Task requirements:
Give the records again. Keep them exact and leave out the images.

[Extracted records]
[Start of section]
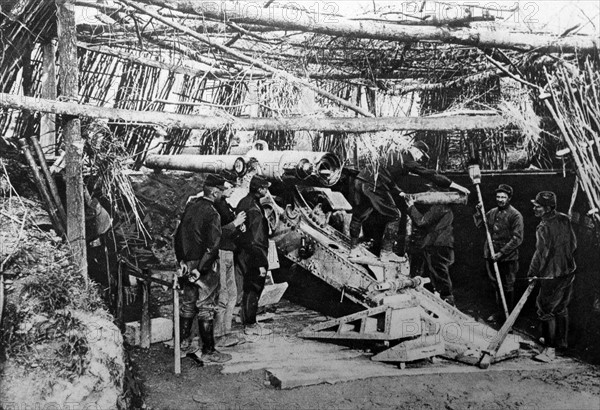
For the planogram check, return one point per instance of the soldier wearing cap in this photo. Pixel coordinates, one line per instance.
(506, 229)
(372, 191)
(437, 245)
(252, 257)
(554, 262)
(196, 246)
(232, 225)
[End of section]
Exercise result:
For the planogram check, return one point per instance of the soldier wearing cap in this photo. Pixel coordinates, one line per instance.
(506, 229)
(372, 191)
(437, 245)
(252, 257)
(554, 262)
(196, 246)
(232, 225)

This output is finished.